### TASK TO CARRY OUT
Render the material below as a numbered list, one line per item, and leave out any blank lines.

═════ AVAILABLE DATA ═════

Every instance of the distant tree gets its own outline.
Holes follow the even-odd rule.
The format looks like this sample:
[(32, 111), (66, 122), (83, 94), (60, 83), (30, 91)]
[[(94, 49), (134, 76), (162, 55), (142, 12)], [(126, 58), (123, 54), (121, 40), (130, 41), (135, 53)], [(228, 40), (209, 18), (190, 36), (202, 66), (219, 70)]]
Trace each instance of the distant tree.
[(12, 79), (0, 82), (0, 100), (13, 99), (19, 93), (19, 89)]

═════

### SOLVED PROBLEM
1. Every instance of the distant tree gets its own outline.
2. Holes follow the even-odd rule.
3. The format looks like this sample:
4. [(32, 111), (66, 122), (83, 94), (60, 83), (30, 91)]
5. [[(94, 49), (134, 76), (162, 55), (142, 12)], [(126, 58), (123, 54), (121, 40), (130, 41), (135, 53)], [(228, 40), (209, 18), (190, 36), (202, 66), (219, 70)]]
6. Trace each instance of the distant tree.
7. [(12, 79), (0, 82), (0, 100), (13, 99), (19, 93), (19, 89)]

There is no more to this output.